• Task to carry out
Where the word "bird" occurs in a line of the listing below, copy that line.

• Records shown
• • • •

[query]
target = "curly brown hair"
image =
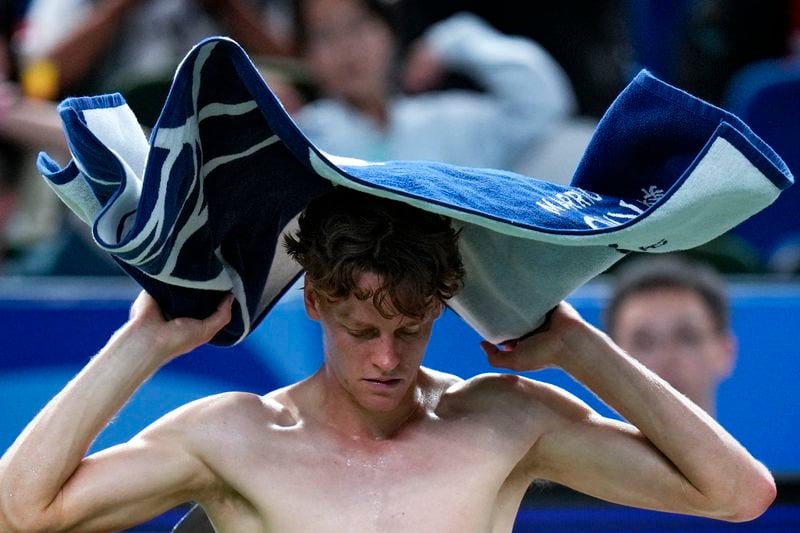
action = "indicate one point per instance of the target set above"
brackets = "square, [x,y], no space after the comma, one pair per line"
[345,233]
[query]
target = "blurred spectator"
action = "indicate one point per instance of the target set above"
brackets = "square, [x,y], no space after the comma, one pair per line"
[28,211]
[672,314]
[699,45]
[590,39]
[720,37]
[369,107]
[134,46]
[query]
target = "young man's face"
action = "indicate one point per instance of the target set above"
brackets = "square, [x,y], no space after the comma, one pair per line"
[371,359]
[672,332]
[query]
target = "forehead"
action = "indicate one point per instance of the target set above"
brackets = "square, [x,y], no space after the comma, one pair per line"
[355,310]
[663,307]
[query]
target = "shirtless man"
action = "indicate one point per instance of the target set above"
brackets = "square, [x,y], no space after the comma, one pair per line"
[373,442]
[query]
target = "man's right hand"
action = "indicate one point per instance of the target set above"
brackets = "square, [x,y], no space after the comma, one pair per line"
[178,336]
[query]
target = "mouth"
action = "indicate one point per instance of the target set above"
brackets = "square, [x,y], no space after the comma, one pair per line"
[383,383]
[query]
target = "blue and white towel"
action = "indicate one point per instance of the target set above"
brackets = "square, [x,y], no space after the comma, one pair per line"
[199,209]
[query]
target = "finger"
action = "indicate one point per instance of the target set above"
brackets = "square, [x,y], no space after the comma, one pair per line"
[488,348]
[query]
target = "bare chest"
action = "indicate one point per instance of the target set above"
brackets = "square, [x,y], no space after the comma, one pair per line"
[418,483]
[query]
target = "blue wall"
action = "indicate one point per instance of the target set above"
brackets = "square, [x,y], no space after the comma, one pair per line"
[49,329]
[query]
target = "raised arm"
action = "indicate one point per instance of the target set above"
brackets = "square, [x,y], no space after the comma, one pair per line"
[46,484]
[671,457]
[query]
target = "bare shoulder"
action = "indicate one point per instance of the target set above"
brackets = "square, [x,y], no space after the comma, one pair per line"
[211,418]
[512,396]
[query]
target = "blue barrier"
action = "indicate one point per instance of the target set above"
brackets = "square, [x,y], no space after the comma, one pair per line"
[50,328]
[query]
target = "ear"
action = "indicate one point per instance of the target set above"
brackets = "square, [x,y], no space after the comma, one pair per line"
[310,300]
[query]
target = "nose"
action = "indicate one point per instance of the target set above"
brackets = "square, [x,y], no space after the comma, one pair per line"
[385,355]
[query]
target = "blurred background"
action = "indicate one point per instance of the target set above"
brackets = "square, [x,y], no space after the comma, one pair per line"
[61,297]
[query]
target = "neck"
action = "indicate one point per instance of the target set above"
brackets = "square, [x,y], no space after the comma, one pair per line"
[339,410]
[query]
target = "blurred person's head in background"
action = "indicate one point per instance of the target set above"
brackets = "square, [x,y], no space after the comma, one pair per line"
[349,45]
[672,314]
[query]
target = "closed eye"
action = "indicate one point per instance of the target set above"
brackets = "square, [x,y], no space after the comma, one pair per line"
[362,333]
[409,333]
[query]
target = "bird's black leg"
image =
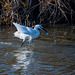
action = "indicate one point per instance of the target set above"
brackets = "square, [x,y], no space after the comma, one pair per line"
[22,43]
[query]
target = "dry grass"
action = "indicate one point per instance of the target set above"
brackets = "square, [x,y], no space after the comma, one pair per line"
[50,10]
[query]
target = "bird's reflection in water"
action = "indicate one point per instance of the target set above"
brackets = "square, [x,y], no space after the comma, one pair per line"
[23,57]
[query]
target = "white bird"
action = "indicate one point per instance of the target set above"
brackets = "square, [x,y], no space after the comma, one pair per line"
[29,33]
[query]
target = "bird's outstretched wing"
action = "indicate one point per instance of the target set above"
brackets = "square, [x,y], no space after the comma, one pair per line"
[21,28]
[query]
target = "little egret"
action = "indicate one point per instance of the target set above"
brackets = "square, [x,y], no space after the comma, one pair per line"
[29,33]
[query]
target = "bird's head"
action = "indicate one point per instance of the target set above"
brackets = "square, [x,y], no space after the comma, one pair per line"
[40,27]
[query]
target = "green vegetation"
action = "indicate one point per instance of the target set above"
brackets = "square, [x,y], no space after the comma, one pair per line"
[49,11]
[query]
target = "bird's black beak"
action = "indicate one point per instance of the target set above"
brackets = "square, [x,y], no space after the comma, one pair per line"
[44,30]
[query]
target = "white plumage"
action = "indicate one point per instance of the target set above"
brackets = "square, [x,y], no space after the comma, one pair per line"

• • • •

• Completed exercise
target = "bird's black leg"
target = "bird's reflection in water"
target = "white bird"
target = "bird's outstretched wing"
target = "bird's head"
target = "bird's black beak"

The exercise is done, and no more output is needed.